• **Supplied text**:
-.-.-

RTSP-Net was evaluated in four simulated environments—Empty World, Cubby, Random Obstacle, and Tabletop—showing 4–32 % shorter paths and 2–29 % faster trajectory execution across varying numbers of targets. The accompanying video compares RTSP-Net with Cluster-TSP: unvisited targets appear in blue, visited targets in green. RTSP-Net achieves 26 % faster execution than Cluster-TSP.
RTSP-Net
Baseline Algorithm: Cluster-TSP
A hardware demonstration was conducted on a Franka Emika robot, where the end effector was required to stop at points 6 cm above protruding cylinders on a panel. In this task, the RTSP-Net tour achieved an 8 % faster execution time compared to the baseline.

-.-.-

• **Dataset content**:
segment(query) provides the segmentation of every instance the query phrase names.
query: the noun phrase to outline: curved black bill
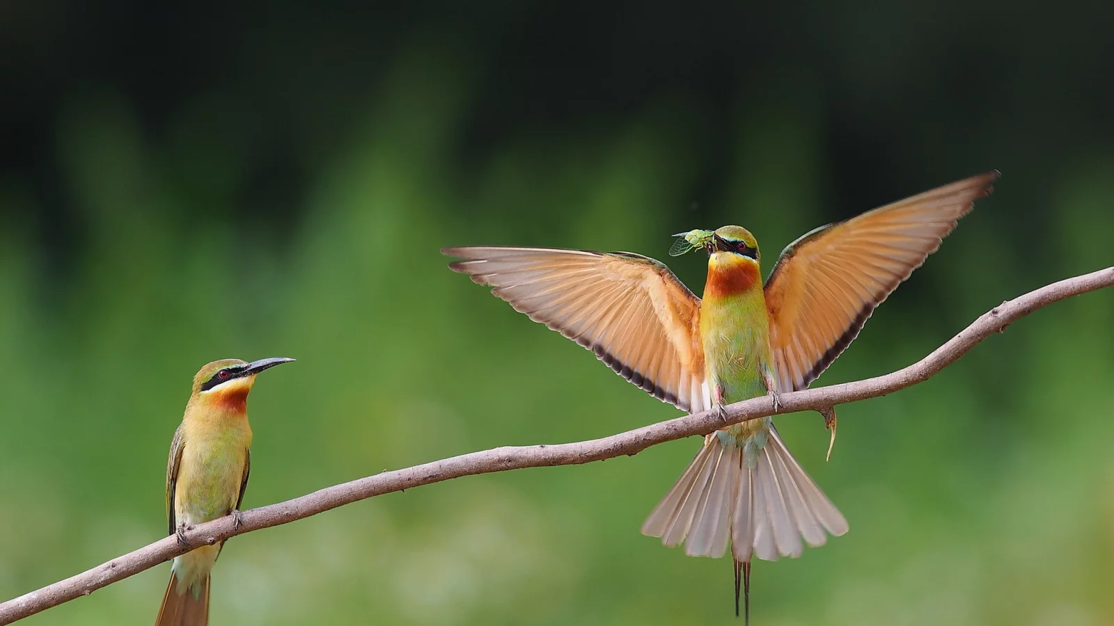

-.-.-

• **Set task A**:
From the RTSP-Net evaluation text, print the stretch from "RTSP-Net was evaluated" through "to the baseline.".
• **Set task B**:
Answer these from the RTSP-Net evaluation text:
(i) How many simulated environments was RTSP-Net evaluated in?
(ii) In the comparison video, what color marks visited targets?
(iii) On which robot was the hardware demonstration run?
• **Set task C**:
Carry the RTSP-Net evaluation text forward with the next passage, starting after its final sentence.

• **Exercise output A**:
RTSP-Net was evaluated in four simulated environments—Empty World, Cubby, Random Obstacle, and Tabletop—showing 4–32 % shorter paths and 2–29 % faster trajectory execution across varying numbers of targets. The accompanying video compares RTSP-Net with Cluster-TSP: unvisited targets appear in blue, visited targets in green. RTSP-Net achieves 26 % faster execution than Cluster-TSP.
RTSP-Net
Baseline Algorithm: Cluster-TSP
A hardware demonstration was conducted on a Franka Emika robot, where the end effector was required to stop at points 6 cm above protruding cylinders on a panel. In this task, the RTSP-Net tour achieved an 8 % faster execution time compared to the baseline.

• **Exercise output B**:
(i) Four
(ii) Green
(iii) A Franka Emika robot

• **Exercise output C**:
RTSP-Net
Cluster-TSP
RTSP-Net Architecture
RTSP-Net encodes an RTSP instance by first representing the scene as a point cloud, which is processed through a sparse PointNet++ encoder. The resulting embedding is passed to the Target Set Encoder and Configuration Set Encoder. The Target Set Encoder uses feed-forward and cross-attention layers to jointly encode the scene and target locations, including end-effector orientations, while the Configuration Set Encoder similarly encodes candidate configurations together with the scene. Embeddings from both encoders are fused in a Joint Context Encoder, implemented as a transformer, producing a unified embedding of the RTSP instance. The Sequencing Module and Configuration Selection Module then generate the target sequence and associated configurations autoregressively: the sequencing module predicts the next target based on the global embedding and previously visited targets, and the configuration selection module predicts the corresponding configuration conditioned on the selected target and prior steps. Finally, path costs are computed using neural cost models, which serve as rewards to train RTSP-Net via REINFORCE.